§ PROBLEM STATEMENT: Copy the records below word for word, leaving out the pictures.

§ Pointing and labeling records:
— Start —

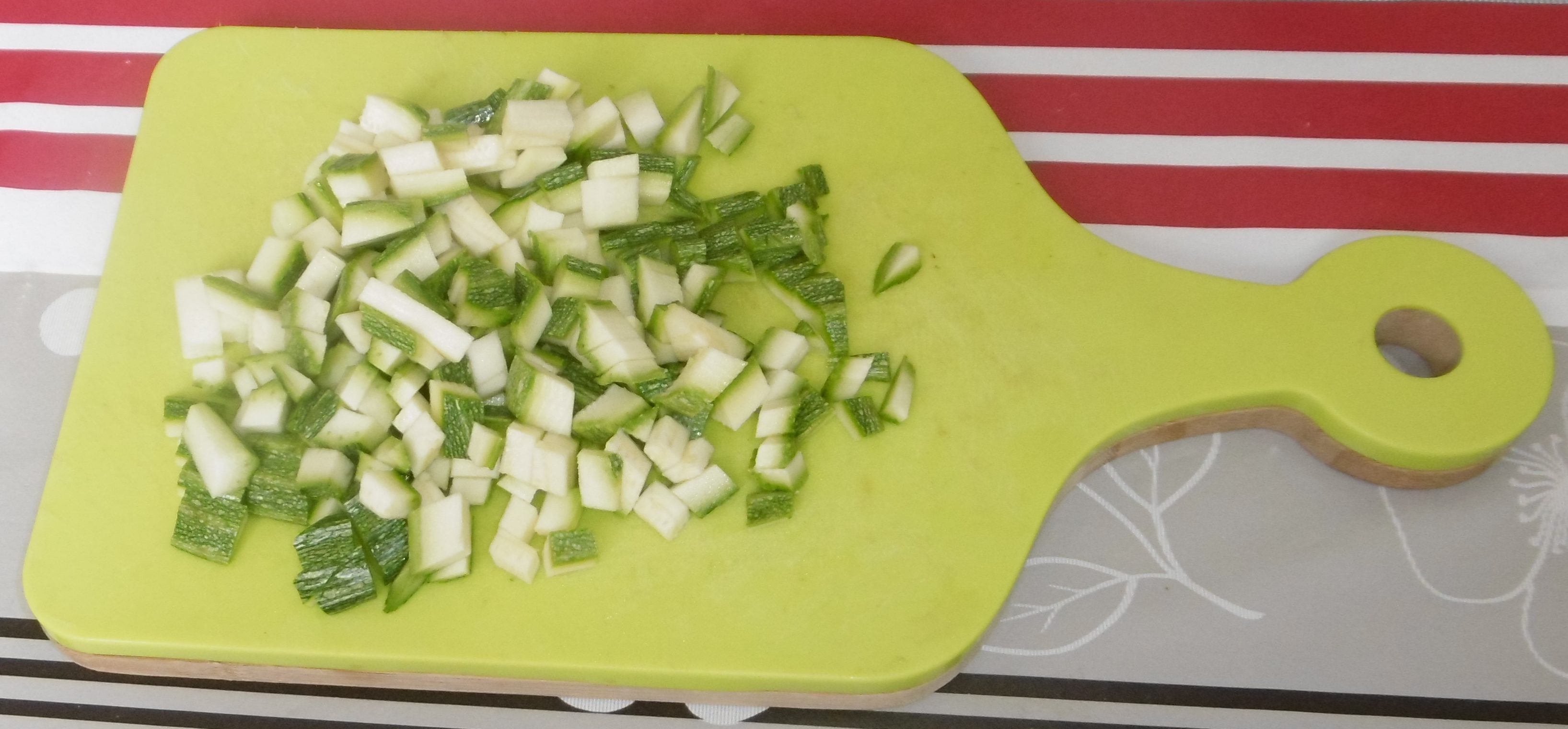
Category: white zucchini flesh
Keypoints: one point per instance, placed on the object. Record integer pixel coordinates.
(386, 494)
(520, 518)
(488, 364)
(634, 468)
(515, 555)
(662, 510)
(642, 118)
(449, 339)
(600, 480)
(200, 331)
(446, 534)
(221, 460)
(667, 443)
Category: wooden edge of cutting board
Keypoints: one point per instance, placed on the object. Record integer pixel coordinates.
(1278, 419)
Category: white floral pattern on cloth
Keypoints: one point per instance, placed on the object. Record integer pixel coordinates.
(1095, 582)
(1540, 506)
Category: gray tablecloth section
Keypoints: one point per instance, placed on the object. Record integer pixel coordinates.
(1220, 581)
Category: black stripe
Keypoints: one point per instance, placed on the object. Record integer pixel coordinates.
(1034, 687)
(1275, 700)
(21, 628)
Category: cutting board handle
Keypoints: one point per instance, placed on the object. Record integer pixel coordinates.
(1482, 339)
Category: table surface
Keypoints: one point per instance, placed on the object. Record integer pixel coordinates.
(1222, 581)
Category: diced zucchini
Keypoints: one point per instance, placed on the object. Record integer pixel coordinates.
(545, 123)
(485, 446)
(684, 132)
(730, 134)
(540, 399)
(601, 419)
(515, 555)
(208, 526)
(473, 225)
(694, 460)
(847, 377)
(858, 416)
(570, 551)
(600, 480)
(667, 443)
(223, 461)
(744, 396)
(901, 394)
(705, 493)
(769, 506)
(559, 513)
(781, 349)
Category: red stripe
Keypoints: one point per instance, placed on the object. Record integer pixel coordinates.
(1421, 27)
(36, 161)
(1437, 112)
(60, 77)
(1381, 200)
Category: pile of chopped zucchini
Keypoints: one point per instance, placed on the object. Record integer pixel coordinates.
(520, 294)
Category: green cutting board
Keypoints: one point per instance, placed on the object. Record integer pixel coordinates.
(1039, 349)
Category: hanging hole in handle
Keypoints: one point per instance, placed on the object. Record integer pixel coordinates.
(1418, 342)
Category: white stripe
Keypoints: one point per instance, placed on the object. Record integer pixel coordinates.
(1330, 66)
(70, 120)
(56, 231)
(1292, 153)
(1280, 255)
(92, 38)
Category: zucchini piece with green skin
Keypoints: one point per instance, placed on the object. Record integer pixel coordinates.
(324, 474)
(482, 295)
(600, 480)
(540, 399)
(817, 182)
(683, 134)
(333, 568)
(223, 461)
(810, 413)
(730, 134)
(899, 264)
(455, 410)
(322, 200)
(858, 416)
(411, 284)
(701, 381)
(578, 278)
(719, 98)
(446, 338)
(705, 493)
(701, 286)
(273, 491)
(350, 284)
(355, 178)
(408, 579)
(601, 419)
(769, 506)
(290, 215)
(277, 267)
(781, 349)
(208, 526)
(901, 394)
(386, 540)
(742, 397)
(570, 551)
(408, 251)
(388, 330)
(738, 206)
(372, 223)
(662, 510)
(847, 377)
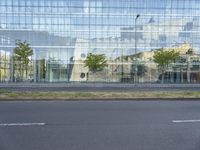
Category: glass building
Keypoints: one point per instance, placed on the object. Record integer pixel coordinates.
(63, 32)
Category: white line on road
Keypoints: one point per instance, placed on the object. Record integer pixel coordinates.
(21, 124)
(185, 121)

— End —

§ RESULT OF THE EXERCISE:
Category: white zucchini flesh
Keypoints: one point per instance, placed on the object. Record integer pixel coordinates.
(386, 494)
(520, 518)
(488, 364)
(634, 468)
(515, 555)
(662, 510)
(642, 118)
(449, 339)
(600, 480)
(200, 331)
(446, 534)
(221, 460)
(667, 443)
Category: wooden edge of cutting board
Keypoints: one point per instance, placed on the object. Record integer pixel coordinates.
(1278, 419)
Category: white floral pattern on cloth
Keypoints: one point per instance, placed on the object. Record integer pixel coordinates.
(1095, 582)
(1540, 506)
Category: gray tablecloth section
Keypoints: one point per instance, placed on the object. Record integer pixel coordinates.
(1220, 581)
Category: black stripe
Keypoints: one point per instance, placed on the object. Record integer pixel coordinates.
(1034, 687)
(1275, 700)
(21, 628)
Category: cutting board handle
Keypoints: one point per instance, placed on the object. Record integer pixel coordinates.
(1482, 339)
Category: table surface
Keypoints: one point per instance, placed on the object. Record integer pixel coordinates.
(1222, 581)
Category: diced zucchini
Keypoints: one point per instance, placed on the object. Record integer pixel coordinates.
(545, 123)
(485, 446)
(684, 132)
(730, 134)
(540, 399)
(601, 419)
(515, 555)
(208, 526)
(473, 225)
(694, 460)
(847, 377)
(858, 416)
(570, 551)
(600, 480)
(667, 443)
(223, 461)
(744, 396)
(901, 394)
(705, 493)
(769, 506)
(559, 513)
(781, 349)
Category: red stripe
Keypoints: one point per instance, placed on the object. Record integer pixel coordinates.
(1421, 27)
(36, 161)
(1437, 112)
(60, 77)
(1381, 200)
Category: pile of chopped zucchini
Keypoints: one point per instance, placed on the object. Record integer pixel coordinates.
(520, 294)
Category: green cutting board
Keypoints: one point per instance, placed on the object. Record integer pixel coordinates.
(1039, 349)
Category: hanging hole in handle
Keypoints: one point per instance, placed on the object. Record integer pixel coordinates.
(1418, 342)
Category: white stripe
Keypoints: one point per instance, placed on the object. Record integer pixel coordinates.
(1330, 66)
(70, 120)
(56, 231)
(1292, 153)
(1280, 255)
(92, 38)
Category: zucchini piece with green skin
Keypoints: one point per instance, placed on the object. Record integer pixel coordinates.
(324, 474)
(482, 295)
(600, 480)
(540, 399)
(817, 182)
(683, 134)
(333, 568)
(223, 461)
(810, 413)
(730, 134)
(899, 264)
(455, 410)
(322, 200)
(858, 416)
(411, 284)
(701, 381)
(578, 278)
(719, 98)
(446, 338)
(705, 493)
(701, 286)
(273, 491)
(350, 284)
(355, 178)
(408, 579)
(601, 419)
(769, 506)
(290, 215)
(277, 267)
(781, 349)
(208, 526)
(901, 394)
(386, 540)
(742, 397)
(570, 551)
(408, 251)
(388, 330)
(738, 206)
(372, 223)
(662, 510)
(847, 377)
Category: glass building
Keypoints: one point per instance, placed on the object. Record integer pixel coordinates.
(63, 32)
Category: white line on road
Keypoints: one point per instance, placed on the object. Record integer pixel coordinates.
(21, 124)
(185, 121)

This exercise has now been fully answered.